═════ Information given ═════
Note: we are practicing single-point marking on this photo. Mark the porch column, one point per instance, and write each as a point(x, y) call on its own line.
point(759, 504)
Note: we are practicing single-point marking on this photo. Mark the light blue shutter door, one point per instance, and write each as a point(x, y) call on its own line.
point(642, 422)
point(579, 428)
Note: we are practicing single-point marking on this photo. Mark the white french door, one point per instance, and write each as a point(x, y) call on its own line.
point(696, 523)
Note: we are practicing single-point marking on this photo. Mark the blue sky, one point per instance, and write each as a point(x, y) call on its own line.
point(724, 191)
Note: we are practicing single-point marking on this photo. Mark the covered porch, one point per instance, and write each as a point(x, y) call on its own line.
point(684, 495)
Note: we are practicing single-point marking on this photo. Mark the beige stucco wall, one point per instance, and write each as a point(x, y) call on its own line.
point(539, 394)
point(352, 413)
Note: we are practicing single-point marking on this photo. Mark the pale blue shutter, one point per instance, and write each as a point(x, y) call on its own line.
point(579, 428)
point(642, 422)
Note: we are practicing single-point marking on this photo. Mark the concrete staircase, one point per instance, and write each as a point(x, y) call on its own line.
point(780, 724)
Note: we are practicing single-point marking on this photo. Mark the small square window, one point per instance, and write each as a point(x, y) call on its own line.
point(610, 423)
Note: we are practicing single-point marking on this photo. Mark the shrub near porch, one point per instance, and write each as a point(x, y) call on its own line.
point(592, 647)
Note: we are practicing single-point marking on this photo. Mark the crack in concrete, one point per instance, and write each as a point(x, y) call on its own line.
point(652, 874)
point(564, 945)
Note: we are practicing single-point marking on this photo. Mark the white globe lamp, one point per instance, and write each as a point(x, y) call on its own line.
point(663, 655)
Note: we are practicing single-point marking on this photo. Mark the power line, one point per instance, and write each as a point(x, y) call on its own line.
═════
> _Stated goal_
Render each line of the listing above as a Markdown table with two columns, Entry and Content, numbering the rows in order and omitting any blank lines.

> _Full solution_
| Entry | Content |
|---|---|
| 1 | Note: we are practicing single-point marking on this photo. Mark the porch column, one point per instance, and write each as a point(x, y) call on its own line. |
| 2 | point(759, 504) |
| 3 | Note: we are practicing single-point marking on this photo. Mark the light blue shutter door, one point per instance, and write each as a point(x, y) call on its own line. |
| 4 | point(642, 422) |
| 5 | point(579, 428) |
| 6 | Note: we are practicing single-point marking on this photo. Mark the white french door, one point per instance, and write each as a point(x, y) call on its own line. |
| 7 | point(696, 523) |
| 8 | Note: we are practicing single-point marking on this photo. Mark the blue sky, one point per instance, and write each as a point(x, y) call on its own line. |
| 9 | point(724, 191) |
| 10 | Note: we are practicing single-point marking on this photo. Mark the covered porch, one point per instance, and write each as a point(x, y) call on its own line. |
| 11 | point(684, 495) |
| 12 | Note: we are practicing single-point marking on this photo. Mark the beige stucco wall, one point per instance, and write each as a point(x, y) call on its own line. |
| 13 | point(539, 394) |
| 14 | point(352, 413) |
| 15 | Note: we are practicing single-point marking on this photo. Mark the pale blue shutter, one point per instance, and write each as a point(x, y) call on its own line. |
| 16 | point(579, 428) |
| 17 | point(642, 422) |
| 18 | Note: we are practicing single-point marking on this photo. Mark the concrete staircase, one point per instance, and write each as a point(x, y) call on its own line. |
| 19 | point(780, 724) |
| 20 | Note: we are practicing single-point marking on this photo. Mark the small square window, one point per instance, and write each as a point(x, y) call on its own line. |
| 21 | point(610, 423) |
| 22 | Note: we are practicing single-point marking on this photo. Mark the shrub near porch, one point per instance, and write each as a point(x, y) call on its own line. |
| 23 | point(592, 647) |
| 24 | Note: we are practicing single-point marking on this photo. Mark the crack in concrete, one point per instance, and write each as a point(x, y) call on its own line. |
| 25 | point(652, 874) |
| 26 | point(564, 945) |
| 27 | Note: we are practicing single-point marking on this photo. Mark the white globe lamp, one point per instance, and write each as a point(x, y) call on its own line. |
| 28 | point(663, 655) |
| 29 | Note: we are practicing single-point marking on this photo. Mark the power line, one point per instance, and write each as a point(x, y) call on its own line. |